* Task instructions *
Copy the lines from the one containing "of the black" through the end of the rows, changing "evaluation set" to "test set" and leaving everything else as it is.

== Provided information ==

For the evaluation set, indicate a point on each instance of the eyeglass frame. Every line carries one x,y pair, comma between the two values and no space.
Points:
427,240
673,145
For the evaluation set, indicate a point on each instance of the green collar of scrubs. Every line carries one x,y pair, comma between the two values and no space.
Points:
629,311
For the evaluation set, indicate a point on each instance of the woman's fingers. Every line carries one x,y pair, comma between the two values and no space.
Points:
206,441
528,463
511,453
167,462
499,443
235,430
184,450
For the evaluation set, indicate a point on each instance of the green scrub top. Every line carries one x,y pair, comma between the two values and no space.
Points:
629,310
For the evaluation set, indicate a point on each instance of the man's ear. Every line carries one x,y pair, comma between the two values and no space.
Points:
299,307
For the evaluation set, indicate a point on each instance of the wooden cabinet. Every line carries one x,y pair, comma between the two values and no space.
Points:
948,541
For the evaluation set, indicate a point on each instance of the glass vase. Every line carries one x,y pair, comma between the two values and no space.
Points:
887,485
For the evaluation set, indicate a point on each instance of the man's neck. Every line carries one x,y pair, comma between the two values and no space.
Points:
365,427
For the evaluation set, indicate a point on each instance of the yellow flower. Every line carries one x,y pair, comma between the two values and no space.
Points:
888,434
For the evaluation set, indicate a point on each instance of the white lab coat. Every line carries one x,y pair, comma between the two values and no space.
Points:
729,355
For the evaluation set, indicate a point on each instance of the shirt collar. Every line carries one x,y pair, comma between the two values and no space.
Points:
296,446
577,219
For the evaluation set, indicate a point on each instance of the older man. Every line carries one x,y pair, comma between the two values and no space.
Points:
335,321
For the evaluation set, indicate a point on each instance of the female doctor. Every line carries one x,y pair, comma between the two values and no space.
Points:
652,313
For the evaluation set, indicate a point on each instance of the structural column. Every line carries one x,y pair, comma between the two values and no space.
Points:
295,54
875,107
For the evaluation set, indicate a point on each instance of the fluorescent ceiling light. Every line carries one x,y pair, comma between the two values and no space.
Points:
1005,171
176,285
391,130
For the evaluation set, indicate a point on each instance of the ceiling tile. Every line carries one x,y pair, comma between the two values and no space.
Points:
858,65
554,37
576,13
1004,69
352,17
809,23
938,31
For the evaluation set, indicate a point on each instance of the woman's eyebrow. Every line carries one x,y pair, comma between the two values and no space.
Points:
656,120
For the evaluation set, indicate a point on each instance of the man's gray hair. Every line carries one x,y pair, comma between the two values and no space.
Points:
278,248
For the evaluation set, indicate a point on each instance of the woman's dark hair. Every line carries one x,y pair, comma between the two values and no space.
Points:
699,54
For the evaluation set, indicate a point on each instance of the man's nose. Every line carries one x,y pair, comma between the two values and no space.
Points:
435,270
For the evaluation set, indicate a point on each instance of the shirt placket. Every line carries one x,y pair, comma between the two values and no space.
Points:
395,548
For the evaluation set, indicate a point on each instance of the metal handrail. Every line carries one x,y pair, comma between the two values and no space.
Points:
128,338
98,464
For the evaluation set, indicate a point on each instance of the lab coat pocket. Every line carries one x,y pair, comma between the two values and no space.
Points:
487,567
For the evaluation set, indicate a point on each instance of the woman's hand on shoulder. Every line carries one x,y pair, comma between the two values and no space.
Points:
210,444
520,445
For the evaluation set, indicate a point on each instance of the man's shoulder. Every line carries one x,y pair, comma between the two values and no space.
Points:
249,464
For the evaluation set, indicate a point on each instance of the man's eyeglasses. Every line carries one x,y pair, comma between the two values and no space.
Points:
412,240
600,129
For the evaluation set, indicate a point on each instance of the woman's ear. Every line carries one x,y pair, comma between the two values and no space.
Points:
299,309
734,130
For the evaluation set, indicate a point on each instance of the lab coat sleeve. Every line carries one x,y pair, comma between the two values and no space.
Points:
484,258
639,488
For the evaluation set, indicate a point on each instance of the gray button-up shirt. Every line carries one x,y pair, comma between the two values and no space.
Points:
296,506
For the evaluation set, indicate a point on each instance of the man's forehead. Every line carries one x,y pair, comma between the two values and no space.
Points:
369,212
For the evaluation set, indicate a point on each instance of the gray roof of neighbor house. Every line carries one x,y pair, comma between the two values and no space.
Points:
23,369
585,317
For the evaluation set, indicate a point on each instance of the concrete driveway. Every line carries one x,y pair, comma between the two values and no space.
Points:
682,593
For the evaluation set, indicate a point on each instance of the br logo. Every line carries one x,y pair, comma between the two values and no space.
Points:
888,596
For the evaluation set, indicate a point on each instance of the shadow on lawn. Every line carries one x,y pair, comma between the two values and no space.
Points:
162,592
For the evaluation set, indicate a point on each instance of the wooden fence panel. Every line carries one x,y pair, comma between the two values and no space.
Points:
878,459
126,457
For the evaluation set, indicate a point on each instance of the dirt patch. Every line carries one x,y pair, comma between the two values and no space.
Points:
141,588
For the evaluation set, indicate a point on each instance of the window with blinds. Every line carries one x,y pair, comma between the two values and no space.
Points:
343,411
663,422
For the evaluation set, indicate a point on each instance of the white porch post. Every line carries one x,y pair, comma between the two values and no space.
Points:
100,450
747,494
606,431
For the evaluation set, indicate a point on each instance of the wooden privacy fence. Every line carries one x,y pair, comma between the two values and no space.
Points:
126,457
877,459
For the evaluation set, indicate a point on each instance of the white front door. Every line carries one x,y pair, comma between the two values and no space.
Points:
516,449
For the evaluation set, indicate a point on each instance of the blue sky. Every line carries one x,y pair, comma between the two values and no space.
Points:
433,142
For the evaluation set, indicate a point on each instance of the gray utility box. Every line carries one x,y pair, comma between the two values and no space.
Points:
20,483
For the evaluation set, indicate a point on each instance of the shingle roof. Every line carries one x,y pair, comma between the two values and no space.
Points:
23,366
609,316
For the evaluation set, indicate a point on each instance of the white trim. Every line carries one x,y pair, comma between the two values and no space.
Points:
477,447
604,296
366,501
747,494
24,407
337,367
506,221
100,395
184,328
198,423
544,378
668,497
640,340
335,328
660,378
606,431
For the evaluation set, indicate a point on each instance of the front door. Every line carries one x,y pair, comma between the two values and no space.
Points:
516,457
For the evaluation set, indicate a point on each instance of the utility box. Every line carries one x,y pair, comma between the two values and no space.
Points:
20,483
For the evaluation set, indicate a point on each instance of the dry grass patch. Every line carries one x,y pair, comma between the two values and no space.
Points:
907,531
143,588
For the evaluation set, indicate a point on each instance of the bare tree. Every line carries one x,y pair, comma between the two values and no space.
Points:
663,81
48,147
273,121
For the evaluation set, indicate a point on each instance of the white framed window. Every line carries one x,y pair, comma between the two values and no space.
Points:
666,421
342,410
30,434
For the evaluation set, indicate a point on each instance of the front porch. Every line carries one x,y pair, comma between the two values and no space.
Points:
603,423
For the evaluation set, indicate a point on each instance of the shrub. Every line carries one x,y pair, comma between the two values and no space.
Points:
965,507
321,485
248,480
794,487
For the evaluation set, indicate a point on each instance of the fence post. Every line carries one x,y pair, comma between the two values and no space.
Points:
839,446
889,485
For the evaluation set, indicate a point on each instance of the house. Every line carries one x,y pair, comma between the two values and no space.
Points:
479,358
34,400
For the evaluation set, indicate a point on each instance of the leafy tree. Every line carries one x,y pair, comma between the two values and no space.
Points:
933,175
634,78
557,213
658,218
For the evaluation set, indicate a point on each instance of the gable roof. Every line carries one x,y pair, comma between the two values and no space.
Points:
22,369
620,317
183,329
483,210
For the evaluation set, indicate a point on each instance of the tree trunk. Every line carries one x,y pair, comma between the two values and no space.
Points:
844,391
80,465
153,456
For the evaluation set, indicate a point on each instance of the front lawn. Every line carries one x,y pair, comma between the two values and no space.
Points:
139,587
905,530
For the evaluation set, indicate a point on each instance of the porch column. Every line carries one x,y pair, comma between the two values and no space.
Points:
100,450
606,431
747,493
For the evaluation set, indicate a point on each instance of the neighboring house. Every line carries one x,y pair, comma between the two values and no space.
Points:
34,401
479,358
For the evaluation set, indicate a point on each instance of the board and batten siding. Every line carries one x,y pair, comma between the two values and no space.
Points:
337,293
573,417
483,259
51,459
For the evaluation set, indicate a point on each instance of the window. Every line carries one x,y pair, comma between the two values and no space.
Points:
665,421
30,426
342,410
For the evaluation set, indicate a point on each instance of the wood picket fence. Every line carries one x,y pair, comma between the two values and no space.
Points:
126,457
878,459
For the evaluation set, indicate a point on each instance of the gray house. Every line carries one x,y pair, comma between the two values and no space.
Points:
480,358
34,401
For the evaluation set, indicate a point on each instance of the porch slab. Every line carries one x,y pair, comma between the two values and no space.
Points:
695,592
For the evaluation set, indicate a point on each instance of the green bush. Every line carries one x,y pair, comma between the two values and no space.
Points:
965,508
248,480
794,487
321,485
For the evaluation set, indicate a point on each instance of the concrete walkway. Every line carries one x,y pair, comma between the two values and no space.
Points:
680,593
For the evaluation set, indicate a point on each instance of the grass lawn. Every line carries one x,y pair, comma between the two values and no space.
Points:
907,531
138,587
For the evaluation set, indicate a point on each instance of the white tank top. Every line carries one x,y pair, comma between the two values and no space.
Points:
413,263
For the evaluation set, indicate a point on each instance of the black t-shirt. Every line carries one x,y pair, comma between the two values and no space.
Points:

===

* Exercise solution *
For the test set, indicate a point on each instance of the black t-shirt. Every line carries one x,y pair, comma between the two values and no space.
Points:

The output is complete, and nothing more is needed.